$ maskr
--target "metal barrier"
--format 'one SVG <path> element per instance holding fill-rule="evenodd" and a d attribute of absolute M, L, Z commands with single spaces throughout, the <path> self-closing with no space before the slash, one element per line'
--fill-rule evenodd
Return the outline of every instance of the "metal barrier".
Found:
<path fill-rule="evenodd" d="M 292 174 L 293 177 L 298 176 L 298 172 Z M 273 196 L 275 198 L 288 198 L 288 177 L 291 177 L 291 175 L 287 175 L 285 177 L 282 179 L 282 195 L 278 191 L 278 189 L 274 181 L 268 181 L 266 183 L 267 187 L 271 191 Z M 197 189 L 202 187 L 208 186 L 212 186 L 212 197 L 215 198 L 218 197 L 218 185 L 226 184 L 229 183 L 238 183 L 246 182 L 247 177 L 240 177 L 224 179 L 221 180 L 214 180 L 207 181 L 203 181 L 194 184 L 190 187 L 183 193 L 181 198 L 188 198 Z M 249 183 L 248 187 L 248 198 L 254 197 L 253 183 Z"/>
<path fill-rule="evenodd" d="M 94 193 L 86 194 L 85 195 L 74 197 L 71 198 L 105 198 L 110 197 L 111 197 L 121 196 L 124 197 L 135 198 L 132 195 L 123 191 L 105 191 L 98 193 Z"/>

================================

Present every line of the data above as a numbered list, omitting any blank lines.

1. $ maskr
2. --target "metal barrier"
3. --format 'one SVG <path> element per instance holding fill-rule="evenodd" and a d attribute of absolute M, L, Z commands with single spaces throughout, the <path> self-closing with no space before the slash, one element per line'
4. --fill-rule evenodd
5. Return the outline of every instance of the "metal barrier".
6. Found:
7. <path fill-rule="evenodd" d="M 292 174 L 293 177 L 298 176 L 298 172 Z M 273 196 L 275 198 L 288 198 L 288 177 L 291 177 L 291 175 L 287 175 L 285 177 L 282 179 L 282 195 L 278 191 L 278 189 L 274 181 L 268 181 L 266 183 L 267 187 L 271 191 Z M 197 189 L 202 187 L 208 186 L 212 186 L 212 197 L 215 198 L 218 197 L 218 185 L 226 184 L 229 183 L 238 183 L 246 182 L 247 177 L 240 177 L 224 179 L 221 180 L 214 180 L 207 181 L 203 181 L 194 184 L 190 187 L 183 193 L 181 198 L 188 198 Z M 249 183 L 248 187 L 248 198 L 254 197 L 253 183 Z"/>
8. <path fill-rule="evenodd" d="M 94 193 L 86 194 L 85 195 L 74 197 L 71 198 L 105 198 L 110 197 L 111 197 L 121 196 L 124 197 L 135 198 L 132 195 L 123 191 L 105 191 L 98 193 Z"/>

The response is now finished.